BEGIN Source document

Archemix’ ARC1779 Granted Orphan Designation for the Treatment of TTP, a Life-Threatening Blood Disorder
CAMBRIDGE, Mass. – April 22, 2008 – Archemix Corp., a biotechnology company focused on discovering, developing and commercializing aptamer therapeutics for rare hematological diseases, today announced that ARC1779 has received orphan drug designation from the U.S. Food and Drug Administration. ARC1779, a novel aptamer therapeutic, is a first-in-class anti-platelet agent for the treatment of a rare, life-threatening blood disorder known as thrombotic thrombocytopenic purpura, or TTP. There is no drug approved for the treatment of TTP and acute episodes of TTP are associated with a significant mortality rate, estimated to be as high as 20 percent.
ARC1779 is currently in Phase 2 clinical development with a clinical trial designed to assess the safety, pharmacokinetics and pharmacodynamic effects of ARC1779 in approximately 28 patients with vWF-mediated platelet function disorders, including acute TTP.
“The designation of ARC1779 as an orphan drug underscores the importance of developing effective treatments for patients with TTP,” said Errol DeSouza, President and Chief Executive Officer, Archemix. “To date we have been encouraged by ARC1779’s early-stage clinical results, and we continue to believe it has the potential to offer a new and effective treatment in a disease for which there is currently no drug therapy available.”
ARC1779 is designed to bind to and inhibit a protein known as von Willebrand Factor (vWF) that protects the body from bleeding and blood clots and, therefore, the administration of ARC1779 potentially increases or restores platelet counts to normal levels reducing or eliminating the formation of blood clots that cause the morbidity and mortality associated with acute episodes of TTP. Patients suffering an acute episode of TTP experience widespread clotting and the resulting restriction of blood flow to critical organs such as the brain, kidneys and heart, which may cause strokes, seizures, kidney failure or heart attack.
About The Orphan Drug Act
The Orphan Drug Act of 1983 allows the FDA to grant orphan drug status to novel drugs or biologics that treat a rare disease or condition affecting fewer than 200,000 patients in the U.S. The Orphan Drug Act provides the drug developer with several financial benefits and incentives related to the orphan drug, including tax credits for clinical research costs, ability to apply for annual grant funding, clinical research trial design assistance, waiver of Prescription Drug User Fee Act (PDUFA) filing fees, and a seven-year period of U.S. marketing exclusivity if the drug is the first of its type approved for the specified indication.
Thrombotic thrombocytopenic purpura, or TTP, is a rare blood disorder that arises from uncontrolled activation of von Willebrand Factor (vWF), a protein which under normal conditions plays a key role in maintaining the normal balance between bleeding and clotting. In patients suffering from TTP, vWF binds excessively to platelets, causing excessive blood clots. These clots form throughout the circulation and can lead to serious medical consequences such as strokes, seizures, kidney failure and heart attack. Each year in the United States, between four and 11 new cases of TTP per million of the total population are diagnosed. There is no approved drug treatment for patients with TTP.

END Source document

▶ [Exercise tasks]
1. Answer these questions from the ARC1779 press release:
(a) About how many patients is the Phase 2 trial of ARC1779 meant to include?
(b) Under the Orphan Drug Act, a drug for a disease affecting fewer than how many U.S. patients can get orphan status?
(c) How many new TTP cases per million people are diagnosed each year in the United States?
2. Write the next paragraph of the ARC1779 press release, picking up after its final sentence.
The lines below come from a different source than the ARC1779 press release.

BEGIN Record set

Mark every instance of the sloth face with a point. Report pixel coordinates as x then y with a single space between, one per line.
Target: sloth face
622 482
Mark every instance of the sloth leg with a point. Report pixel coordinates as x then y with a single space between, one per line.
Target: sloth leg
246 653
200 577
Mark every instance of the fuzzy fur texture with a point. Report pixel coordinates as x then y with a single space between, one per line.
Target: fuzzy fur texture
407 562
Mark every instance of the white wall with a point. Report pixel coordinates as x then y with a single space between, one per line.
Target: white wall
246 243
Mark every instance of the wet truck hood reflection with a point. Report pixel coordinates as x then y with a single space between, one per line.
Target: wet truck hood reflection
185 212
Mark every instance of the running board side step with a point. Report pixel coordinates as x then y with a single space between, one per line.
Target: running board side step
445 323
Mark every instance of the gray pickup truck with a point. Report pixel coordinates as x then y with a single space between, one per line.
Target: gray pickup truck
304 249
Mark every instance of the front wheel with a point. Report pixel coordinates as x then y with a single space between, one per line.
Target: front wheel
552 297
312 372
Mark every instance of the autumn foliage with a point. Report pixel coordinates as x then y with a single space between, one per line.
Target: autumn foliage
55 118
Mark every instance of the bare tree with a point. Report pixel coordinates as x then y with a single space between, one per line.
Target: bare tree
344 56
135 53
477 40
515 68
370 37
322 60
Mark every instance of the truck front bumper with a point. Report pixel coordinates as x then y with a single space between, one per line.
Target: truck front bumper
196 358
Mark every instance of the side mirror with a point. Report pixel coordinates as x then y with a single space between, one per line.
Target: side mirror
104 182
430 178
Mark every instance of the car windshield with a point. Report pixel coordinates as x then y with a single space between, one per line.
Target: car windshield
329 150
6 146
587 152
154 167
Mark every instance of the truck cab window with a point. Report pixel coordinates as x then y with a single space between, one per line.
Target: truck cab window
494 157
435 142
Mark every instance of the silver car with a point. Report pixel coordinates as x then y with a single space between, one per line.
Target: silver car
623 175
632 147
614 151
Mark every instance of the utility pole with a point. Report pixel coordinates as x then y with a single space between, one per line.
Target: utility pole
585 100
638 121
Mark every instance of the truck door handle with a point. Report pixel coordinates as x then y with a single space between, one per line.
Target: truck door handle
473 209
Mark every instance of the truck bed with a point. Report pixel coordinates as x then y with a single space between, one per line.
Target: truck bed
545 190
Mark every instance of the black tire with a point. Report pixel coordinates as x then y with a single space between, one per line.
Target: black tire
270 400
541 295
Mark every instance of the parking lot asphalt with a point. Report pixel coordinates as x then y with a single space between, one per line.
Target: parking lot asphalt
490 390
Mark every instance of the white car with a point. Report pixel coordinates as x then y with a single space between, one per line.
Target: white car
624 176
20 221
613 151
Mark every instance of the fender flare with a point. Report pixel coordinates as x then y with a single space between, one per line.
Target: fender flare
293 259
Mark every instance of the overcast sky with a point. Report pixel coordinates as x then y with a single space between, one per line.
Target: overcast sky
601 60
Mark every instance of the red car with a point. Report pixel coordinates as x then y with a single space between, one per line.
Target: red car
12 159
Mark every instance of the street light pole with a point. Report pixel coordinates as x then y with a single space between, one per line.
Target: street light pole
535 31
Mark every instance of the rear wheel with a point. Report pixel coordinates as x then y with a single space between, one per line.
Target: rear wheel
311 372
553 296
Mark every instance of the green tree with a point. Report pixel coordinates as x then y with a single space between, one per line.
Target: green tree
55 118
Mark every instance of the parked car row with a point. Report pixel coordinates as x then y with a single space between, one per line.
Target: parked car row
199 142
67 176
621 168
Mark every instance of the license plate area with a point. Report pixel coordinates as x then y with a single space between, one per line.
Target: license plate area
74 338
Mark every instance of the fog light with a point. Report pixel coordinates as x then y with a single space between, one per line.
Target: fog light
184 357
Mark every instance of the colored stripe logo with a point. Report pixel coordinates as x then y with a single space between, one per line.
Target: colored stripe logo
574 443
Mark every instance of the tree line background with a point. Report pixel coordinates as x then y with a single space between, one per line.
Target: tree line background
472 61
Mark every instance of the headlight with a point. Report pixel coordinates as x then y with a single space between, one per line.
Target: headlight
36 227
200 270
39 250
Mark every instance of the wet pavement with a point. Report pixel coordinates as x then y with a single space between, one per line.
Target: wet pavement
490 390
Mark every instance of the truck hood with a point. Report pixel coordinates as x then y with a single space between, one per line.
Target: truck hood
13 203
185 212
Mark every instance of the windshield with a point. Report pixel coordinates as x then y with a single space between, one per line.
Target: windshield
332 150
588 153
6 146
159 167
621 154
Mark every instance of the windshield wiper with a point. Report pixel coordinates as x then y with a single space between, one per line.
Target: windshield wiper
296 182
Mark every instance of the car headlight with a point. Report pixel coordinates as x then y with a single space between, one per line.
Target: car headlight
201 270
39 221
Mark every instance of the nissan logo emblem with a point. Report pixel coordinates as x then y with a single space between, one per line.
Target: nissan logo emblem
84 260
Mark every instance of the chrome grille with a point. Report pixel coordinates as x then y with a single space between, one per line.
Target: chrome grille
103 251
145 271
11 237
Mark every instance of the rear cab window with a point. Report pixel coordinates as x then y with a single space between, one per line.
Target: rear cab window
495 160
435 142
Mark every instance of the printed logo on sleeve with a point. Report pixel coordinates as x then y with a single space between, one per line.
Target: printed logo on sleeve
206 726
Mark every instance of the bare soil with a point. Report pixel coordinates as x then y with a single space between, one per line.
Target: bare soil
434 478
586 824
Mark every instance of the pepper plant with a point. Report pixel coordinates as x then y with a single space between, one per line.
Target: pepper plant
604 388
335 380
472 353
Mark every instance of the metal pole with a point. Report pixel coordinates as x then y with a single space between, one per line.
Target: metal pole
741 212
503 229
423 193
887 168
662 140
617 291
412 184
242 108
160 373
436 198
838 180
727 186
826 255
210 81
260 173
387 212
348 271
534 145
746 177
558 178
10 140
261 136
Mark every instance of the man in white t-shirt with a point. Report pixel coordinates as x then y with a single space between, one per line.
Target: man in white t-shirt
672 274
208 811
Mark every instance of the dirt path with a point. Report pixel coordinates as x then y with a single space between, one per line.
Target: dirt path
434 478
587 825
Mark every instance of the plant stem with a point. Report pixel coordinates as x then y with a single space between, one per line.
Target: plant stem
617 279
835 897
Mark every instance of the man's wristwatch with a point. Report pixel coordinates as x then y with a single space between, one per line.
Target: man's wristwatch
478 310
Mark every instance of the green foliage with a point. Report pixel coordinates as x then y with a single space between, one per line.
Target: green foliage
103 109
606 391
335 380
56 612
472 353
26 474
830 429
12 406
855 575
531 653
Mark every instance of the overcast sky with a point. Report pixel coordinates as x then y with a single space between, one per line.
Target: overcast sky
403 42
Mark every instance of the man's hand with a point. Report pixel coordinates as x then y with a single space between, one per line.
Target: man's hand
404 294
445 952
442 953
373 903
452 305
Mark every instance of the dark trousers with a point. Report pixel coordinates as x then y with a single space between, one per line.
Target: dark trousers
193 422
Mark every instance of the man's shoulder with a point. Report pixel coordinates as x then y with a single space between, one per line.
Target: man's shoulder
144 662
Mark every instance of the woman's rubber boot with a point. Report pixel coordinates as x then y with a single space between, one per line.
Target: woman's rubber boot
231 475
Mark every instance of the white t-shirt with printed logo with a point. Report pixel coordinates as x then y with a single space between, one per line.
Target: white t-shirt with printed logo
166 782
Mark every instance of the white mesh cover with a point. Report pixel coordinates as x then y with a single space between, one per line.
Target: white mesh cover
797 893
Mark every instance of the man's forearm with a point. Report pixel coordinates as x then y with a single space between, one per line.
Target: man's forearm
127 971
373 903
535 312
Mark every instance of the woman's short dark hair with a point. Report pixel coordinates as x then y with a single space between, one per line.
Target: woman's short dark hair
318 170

END Record set

▶ [Answers given]
1.
(a) About 28 patients.
(b) Fewer than 200,000.
(c) Between four and 11.

2.
ARC1779, a pegylated aptamer consisting of 40 nucleotides, is Archemix’ lead product candidate for the treatment of TTP. ARC1779 is designed to inhibit the function of a protein called von Willebrand Factor, or vWF, which is, when activated, responsible for the adhesion, activation and aggregation of platelets.
In a Phase 1 trial conducted in 47 healthy volunteers, intravenous administration of ARC1779 demonstrated dose- and concentration-dependent inhibition of plasma vWF activity and platelet function. Furthermore, no serious adverse events were reported in the trial and no subject was withdrawn from the trial due to an adverse event. The key results of this trial were presented at the 2007 annual meeting of the American Heart Association, and were published in full in the journal Circulation in December, 2007.
Aptamers are synthetically-derived oligonucleotides, or short nucleic acid sequences, that bind to protein targets with high affinity and specificity and can be designed to have a specified duration of action. Aptamers represent an emerging class of potential therapeutic agents that Archemix believes may have broad application to treat a variety of human diseases.
Archemix is a biotechnology company focused on discovering, developing and commercializing aptamer therapeutics. Using Archemix’s proprietary processes for discovering aptamers, which are protected by its broad patent portfolio, Archemix is developing aptamer product candidates for rare hematological diseases. In addition, Archemix has licensed its intellectual property to third parties to develop their own aptamer product candidates. Currently, Archemix and its licensees are evaluating four different aptamer product candidates in human clinical trials; two in Phase 2 and two in Phase 1. To date, Archemix has licensed its intellectual property to discover and develop aptamer product candidates to nine biotechnology and pharmaceutical companies, including Pfizer, Merck Serono and Takeda Pharmaceuticals.